Document segment —
[Start of section]
Thought you might be getting bored of me so I’ve asked Helen to share some of her thoughts. Here they are:
The first time I was diagnosed with depression I was 12. I had been admitted to hospital with an overdose. It was a cry for help. I knew something wasn’t right.
But the thing with being 12 years old is they aren’t willing to give you anti-depressants. And at 12 you don’t want to talk to people, so counselling doesn’t work. That and parents who don’t recognise it’s a problem leads to a messed up few teenage years.
When the author asked me to guest blog I was thrilled. I too am a blogger and love to write. But then it begged the question, what do I write? What can I add that the author cannot?
I then realised for the last 10 years I have been battling with the disease. I have spent many years being depressed and very few not. Most of my life felt like I was in a black hole and I tried everything to get out.
Doctors don’t know how to deal with someone like me. At first, I wasn’t allowed drugs due to my age and then I decided against them. I wanted it to be my victory. Not a drug company’s. Well that and a little addiction problem.
It’s a bitch the d word. It sucks arse.
My most recent diagnosis was in June and had a very obvious cause. Most of the time though it hasn’t. I’ve been fighting something that I didn’t understand.
[End of section]
Given information —
[Start of section]
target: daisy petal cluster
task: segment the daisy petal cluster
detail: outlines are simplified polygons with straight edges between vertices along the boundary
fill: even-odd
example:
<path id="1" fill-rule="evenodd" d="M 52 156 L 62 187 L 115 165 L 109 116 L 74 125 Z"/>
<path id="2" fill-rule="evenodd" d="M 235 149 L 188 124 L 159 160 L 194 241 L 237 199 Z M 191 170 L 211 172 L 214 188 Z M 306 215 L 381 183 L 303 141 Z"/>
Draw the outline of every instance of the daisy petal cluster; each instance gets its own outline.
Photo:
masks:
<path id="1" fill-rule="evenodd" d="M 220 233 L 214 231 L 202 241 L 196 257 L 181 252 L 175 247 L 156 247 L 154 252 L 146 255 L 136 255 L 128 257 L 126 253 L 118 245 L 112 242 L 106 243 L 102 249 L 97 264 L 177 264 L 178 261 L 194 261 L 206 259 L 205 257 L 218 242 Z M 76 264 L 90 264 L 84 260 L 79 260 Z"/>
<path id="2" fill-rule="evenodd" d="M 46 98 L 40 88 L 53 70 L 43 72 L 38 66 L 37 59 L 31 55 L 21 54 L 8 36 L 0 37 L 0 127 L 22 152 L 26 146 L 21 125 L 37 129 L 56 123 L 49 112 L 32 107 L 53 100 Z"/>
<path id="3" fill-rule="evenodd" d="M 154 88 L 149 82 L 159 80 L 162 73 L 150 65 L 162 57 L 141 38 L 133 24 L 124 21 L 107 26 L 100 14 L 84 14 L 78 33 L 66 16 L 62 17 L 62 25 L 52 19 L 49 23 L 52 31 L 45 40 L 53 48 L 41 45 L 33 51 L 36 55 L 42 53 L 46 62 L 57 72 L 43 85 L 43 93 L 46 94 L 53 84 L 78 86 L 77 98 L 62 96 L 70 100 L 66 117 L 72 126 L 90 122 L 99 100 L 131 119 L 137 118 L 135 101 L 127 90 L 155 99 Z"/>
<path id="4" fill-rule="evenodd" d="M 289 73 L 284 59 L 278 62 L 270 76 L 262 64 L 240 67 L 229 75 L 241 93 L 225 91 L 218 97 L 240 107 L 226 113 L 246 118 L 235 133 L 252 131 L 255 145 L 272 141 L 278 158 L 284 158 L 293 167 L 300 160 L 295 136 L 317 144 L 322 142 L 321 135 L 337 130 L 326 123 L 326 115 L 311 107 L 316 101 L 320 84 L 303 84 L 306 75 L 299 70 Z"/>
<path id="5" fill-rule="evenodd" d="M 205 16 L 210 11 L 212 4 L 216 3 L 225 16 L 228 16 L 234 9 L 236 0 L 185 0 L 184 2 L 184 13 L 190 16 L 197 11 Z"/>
[End of section]
Problem set —
#1 In the guest post about depression, how old was the writer at the first diagnosis?
#2 Continue the guest post about depression from its final sentence.

Answers by item number —
#1 12 years old.

#2
Each time though, 3 things got me through it:
1) A mass of ice cream and movies. Seriously, having time to just be me was so helpful. To feel like shit and not be told off for it.
2) My friends and family. It took a long time for my mum to understand but when she finally did, she was my biggest support. To have people love you through something is amazing. To be able to call them and for them to tell you jokes or listen to you cry or bring more Hagen Daaz. My dad used to buy me Monty Python films to cheer me up. The little things those around you do to help are priceless.
3) For me it was my faith. I think faith is a good thing, no matter you religion: agnostic, Christian, Buddhist, Muslim, Pagan etc. People try and belittle people of faith and I get so angry at that. Why take away from someone something so profound? We tell children that Father Christmas is real, what’s wrong with believing a god is real? My faith in God gave me a reason to keep fighting, to keep living. A faith that God has a plan for my life, that God loved me and wanted me to keep going, that God had made me the person I am. What kept me going the most though was knowing there was someone who was and is constant and would listen to me while like the little bitch I could be. Whatever someone’s faith, as long as it isn’t hurting others why not support them in it? I believe that there was a reason for all the crap I felt. And that reason was find my strength.
So I’m a depression survivor. I don’t know where the road of life will take me. But I know I have come a long way and that the proverbial light at the end of the tunnel is a cliché for a reason. It ain’t easy but it’s sure as hell worth it when you can look out at life and be genuinely happy.